→ Artikel:
"""

Dass Bräuche in der Welt verschieden sind, muss wohl nicht erwähnt werden. Das gilt auch für die Osterbräuche, von denen ich einige Proben aus Haiti schildern möchte. Teils handelt es sich um Karfreitags-Bräuche, die an Ostern schon wieder vergessen sind.

Während man in Europa bunte Eier versteckt und durch die Kinder suchen lässt, lässt man auf den Inseln Drachen steigen, auch jenseits den Landesgrenzen, so in der Dominikanischen Republik. Auch Osterhasen haben hier keine Chance, sie sind in der Hitze weggeschmolzen, noch bevor sie auf den Tropenwiesen umher hoppeln konnten. Aber Drachen aus Papier und anderen leichten Materialien, die schmelzen nicht. Im Gegenteil, sie lieben die Bodenhitze, da dann ungestüm steigende Winde erzeugt – Gelehrte und Piloten nennen das „Thermik“. Jugend jeglichen Alters beginnt schon monatelang vorher mit dem Bau kunstvoller Drachen, die auch üppig verziert werden. Bunt wie nordische Ostereier, also doch eine Gemeinsamkeit. Auch in Schulen und Kindergärten gilt jetzt nur noch ein einziges Bastelthema, und jeder versucht das schönste und auch technisch vollkommenste Kunstwerk zu bauen.

Schon zwei Wochen vor Ostern wird geübt, Platzrunden gedreht, kühne Drachenpiloten haben Hausdächer besetzt und lassen ihre Werke steigen. Nicht einfach, die Dinger an hunderten von Drähten vorbei zu lotsen, die von den Stromdieben von einer Freileitung zum eigenen Wohnsitz gezogen wurden. So hängen die verunfallten Fluggeräte nach kurzem Start in die Hoffnung oft traurig von den Stromfäden herunter und warten auf einen befreienden Wirbelsturm. Die glücklichen Aufsteiger aber steigen auf und tanzen mit ihren Partnern lustig um die Wette. Sie steigen in den Luftwirbeln so hoch in den Himmel, dass man sie nicht mehr sehen kann. Ganz ähnlich wie bei den Menschen. Das dauert eine gewisse Zeit und ist dann plötzlich vorbei, wie so viel anderes. Bei den Drachen am Freitagabend, sie haben Ostern nicht einmal mehr erlebt. Denn vom Samstag an sieht man keinen einzigen Drachen mehr. Ich hätte gern mehr über die Gründe geschildert, doch konnte ich darüber selber nichts erfahren. Die Antwort lautet stets, dass das immer so war. Man muss ja auch nicht immer so dumm fragen nach Allem.

"""

→ Gespeicherte Zeilen:

"""

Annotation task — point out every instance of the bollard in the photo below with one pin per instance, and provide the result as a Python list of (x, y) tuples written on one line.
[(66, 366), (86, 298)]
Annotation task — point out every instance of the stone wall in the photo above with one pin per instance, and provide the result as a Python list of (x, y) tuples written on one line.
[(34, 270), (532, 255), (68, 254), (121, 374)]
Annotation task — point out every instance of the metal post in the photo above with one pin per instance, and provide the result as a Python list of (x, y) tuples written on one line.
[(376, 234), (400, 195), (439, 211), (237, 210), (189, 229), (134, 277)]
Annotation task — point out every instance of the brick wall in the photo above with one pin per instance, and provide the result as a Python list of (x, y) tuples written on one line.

"""

→ Aufgabe: Schreib den Artikel über Osterbräuche auf Haiti von „Dass Bräuche in“ bis „wieder vergessen sind.“ ab und ersetze dabei „Proben“ durch „Beispiele“. Die Zeilen haben mit dem Artikel nichts zu tun.

→ Lösung:
Dass Bräuche in der Welt verschieden sind, muss wohl nicht erwähnt werden. Das gilt auch für die Osterbräuche, von denen ich einige Beispiele aus Haiti schildern möchte. Teils handelt es sich um Karfreitags-Bräuche, die an Ostern schon wieder vergessen sind.